● What needs to be done
Can you write out, word for word, the lines below from the one containing "Objective — one point per instance of the sign" up to and including the very last line?
────────
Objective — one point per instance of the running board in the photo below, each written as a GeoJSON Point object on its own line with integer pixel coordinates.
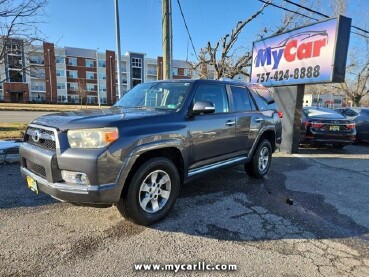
{"type": "Point", "coordinates": [203, 169]}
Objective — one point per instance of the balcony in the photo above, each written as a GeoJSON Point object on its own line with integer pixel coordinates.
{"type": "Point", "coordinates": [38, 88]}
{"type": "Point", "coordinates": [36, 61]}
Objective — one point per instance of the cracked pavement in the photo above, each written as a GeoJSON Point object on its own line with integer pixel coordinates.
{"type": "Point", "coordinates": [308, 217]}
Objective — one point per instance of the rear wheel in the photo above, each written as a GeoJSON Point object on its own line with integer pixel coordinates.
{"type": "Point", "coordinates": [339, 145]}
{"type": "Point", "coordinates": [259, 165]}
{"type": "Point", "coordinates": [152, 192]}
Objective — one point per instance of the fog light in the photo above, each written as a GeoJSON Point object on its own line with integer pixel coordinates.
{"type": "Point", "coordinates": [79, 178]}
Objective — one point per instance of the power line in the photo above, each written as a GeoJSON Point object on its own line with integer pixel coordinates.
{"type": "Point", "coordinates": [288, 10]}
{"type": "Point", "coordinates": [319, 13]}
{"type": "Point", "coordinates": [310, 10]}
{"type": "Point", "coordinates": [188, 32]}
{"type": "Point", "coordinates": [283, 8]}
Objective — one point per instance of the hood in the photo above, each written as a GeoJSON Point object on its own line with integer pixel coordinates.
{"type": "Point", "coordinates": [93, 118]}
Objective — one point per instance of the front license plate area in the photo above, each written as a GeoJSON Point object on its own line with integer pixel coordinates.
{"type": "Point", "coordinates": [32, 184]}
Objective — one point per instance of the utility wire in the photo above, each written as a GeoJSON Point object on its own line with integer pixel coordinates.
{"type": "Point", "coordinates": [288, 10]}
{"type": "Point", "coordinates": [188, 32]}
{"type": "Point", "coordinates": [283, 8]}
{"type": "Point", "coordinates": [310, 10]}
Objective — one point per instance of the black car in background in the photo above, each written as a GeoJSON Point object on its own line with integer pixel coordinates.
{"type": "Point", "coordinates": [325, 126]}
{"type": "Point", "coordinates": [361, 118]}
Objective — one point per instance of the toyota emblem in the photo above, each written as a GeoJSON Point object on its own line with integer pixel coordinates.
{"type": "Point", "coordinates": [36, 136]}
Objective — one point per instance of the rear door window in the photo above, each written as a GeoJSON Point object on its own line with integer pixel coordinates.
{"type": "Point", "coordinates": [214, 93]}
{"type": "Point", "coordinates": [241, 99]}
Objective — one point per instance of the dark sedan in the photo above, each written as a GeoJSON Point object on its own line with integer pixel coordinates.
{"type": "Point", "coordinates": [325, 126]}
{"type": "Point", "coordinates": [361, 117]}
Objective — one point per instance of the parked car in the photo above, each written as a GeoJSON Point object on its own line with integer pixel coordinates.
{"type": "Point", "coordinates": [361, 118]}
{"type": "Point", "coordinates": [266, 103]}
{"type": "Point", "coordinates": [157, 137]}
{"type": "Point", "coordinates": [325, 126]}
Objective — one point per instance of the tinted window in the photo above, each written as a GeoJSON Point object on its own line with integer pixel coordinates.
{"type": "Point", "coordinates": [216, 94]}
{"type": "Point", "coordinates": [322, 113]}
{"type": "Point", "coordinates": [163, 95]}
{"type": "Point", "coordinates": [260, 102]}
{"type": "Point", "coordinates": [241, 99]}
{"type": "Point", "coordinates": [365, 112]}
{"type": "Point", "coordinates": [350, 113]}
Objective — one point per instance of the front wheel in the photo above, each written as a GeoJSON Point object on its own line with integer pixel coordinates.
{"type": "Point", "coordinates": [152, 192]}
{"type": "Point", "coordinates": [259, 165]}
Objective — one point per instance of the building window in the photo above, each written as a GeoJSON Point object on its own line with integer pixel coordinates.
{"type": "Point", "coordinates": [102, 76]}
{"type": "Point", "coordinates": [91, 99]}
{"type": "Point", "coordinates": [136, 62]}
{"type": "Point", "coordinates": [60, 59]}
{"type": "Point", "coordinates": [38, 86]}
{"type": "Point", "coordinates": [90, 87]}
{"type": "Point", "coordinates": [73, 86]}
{"type": "Point", "coordinates": [36, 73]}
{"type": "Point", "coordinates": [62, 99]}
{"type": "Point", "coordinates": [90, 63]}
{"type": "Point", "coordinates": [73, 99]}
{"type": "Point", "coordinates": [103, 88]}
{"type": "Point", "coordinates": [102, 63]}
{"type": "Point", "coordinates": [36, 60]}
{"type": "Point", "coordinates": [72, 61]}
{"type": "Point", "coordinates": [186, 72]}
{"type": "Point", "coordinates": [72, 74]}
{"type": "Point", "coordinates": [60, 73]}
{"type": "Point", "coordinates": [60, 85]}
{"type": "Point", "coordinates": [90, 75]}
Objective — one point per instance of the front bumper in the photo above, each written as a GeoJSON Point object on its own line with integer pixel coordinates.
{"type": "Point", "coordinates": [43, 166]}
{"type": "Point", "coordinates": [102, 194]}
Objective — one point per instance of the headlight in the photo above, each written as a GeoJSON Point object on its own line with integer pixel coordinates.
{"type": "Point", "coordinates": [92, 138]}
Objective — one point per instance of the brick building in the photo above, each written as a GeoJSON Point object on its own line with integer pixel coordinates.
{"type": "Point", "coordinates": [49, 74]}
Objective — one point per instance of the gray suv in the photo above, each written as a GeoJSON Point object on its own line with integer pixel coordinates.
{"type": "Point", "coordinates": [157, 137]}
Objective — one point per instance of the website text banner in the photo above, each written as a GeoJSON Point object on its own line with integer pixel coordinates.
{"type": "Point", "coordinates": [302, 56]}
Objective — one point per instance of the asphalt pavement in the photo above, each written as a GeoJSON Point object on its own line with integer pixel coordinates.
{"type": "Point", "coordinates": [308, 217]}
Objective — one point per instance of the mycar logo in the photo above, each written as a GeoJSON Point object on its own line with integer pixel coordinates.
{"type": "Point", "coordinates": [293, 48]}
{"type": "Point", "coordinates": [311, 54]}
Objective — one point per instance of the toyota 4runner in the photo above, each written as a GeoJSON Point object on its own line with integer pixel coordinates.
{"type": "Point", "coordinates": [157, 137]}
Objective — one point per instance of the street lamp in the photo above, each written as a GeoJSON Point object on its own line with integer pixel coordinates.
{"type": "Point", "coordinates": [111, 80]}
{"type": "Point", "coordinates": [98, 78]}
{"type": "Point", "coordinates": [51, 86]}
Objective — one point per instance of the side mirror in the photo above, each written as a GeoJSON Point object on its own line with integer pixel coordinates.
{"type": "Point", "coordinates": [202, 107]}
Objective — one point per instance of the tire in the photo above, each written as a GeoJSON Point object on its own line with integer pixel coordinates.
{"type": "Point", "coordinates": [338, 145]}
{"type": "Point", "coordinates": [259, 165]}
{"type": "Point", "coordinates": [151, 193]}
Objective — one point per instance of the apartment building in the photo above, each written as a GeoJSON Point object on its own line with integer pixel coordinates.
{"type": "Point", "coordinates": [49, 74]}
{"type": "Point", "coordinates": [327, 100]}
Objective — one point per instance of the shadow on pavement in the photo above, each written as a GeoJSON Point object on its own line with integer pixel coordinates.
{"type": "Point", "coordinates": [14, 190]}
{"type": "Point", "coordinates": [229, 205]}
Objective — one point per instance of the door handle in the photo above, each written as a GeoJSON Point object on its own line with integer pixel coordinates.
{"type": "Point", "coordinates": [259, 119]}
{"type": "Point", "coordinates": [230, 123]}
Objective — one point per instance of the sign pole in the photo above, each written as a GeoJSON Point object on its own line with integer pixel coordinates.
{"type": "Point", "coordinates": [290, 100]}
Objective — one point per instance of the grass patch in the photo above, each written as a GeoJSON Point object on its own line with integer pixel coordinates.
{"type": "Point", "coordinates": [12, 130]}
{"type": "Point", "coordinates": [45, 107]}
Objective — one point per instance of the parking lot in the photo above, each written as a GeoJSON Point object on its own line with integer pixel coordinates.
{"type": "Point", "coordinates": [308, 217]}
────────
● Exercise result
Objective — one point per instance of the sign pole in the photo above, each written as a GeoJSON Point object on its own line with integer pixel coordinates.
{"type": "Point", "coordinates": [290, 100]}
Objective — one point per instance of the grass patch in the photo above, each written as a GeoJSON Point object on its own line with integer pixel coordinates.
{"type": "Point", "coordinates": [12, 130]}
{"type": "Point", "coordinates": [45, 107]}
Objective — one point per instance of the parking lot in the photo above, each written as a GeoJSON Point object on its own line with integer pixel coordinates.
{"type": "Point", "coordinates": [308, 217]}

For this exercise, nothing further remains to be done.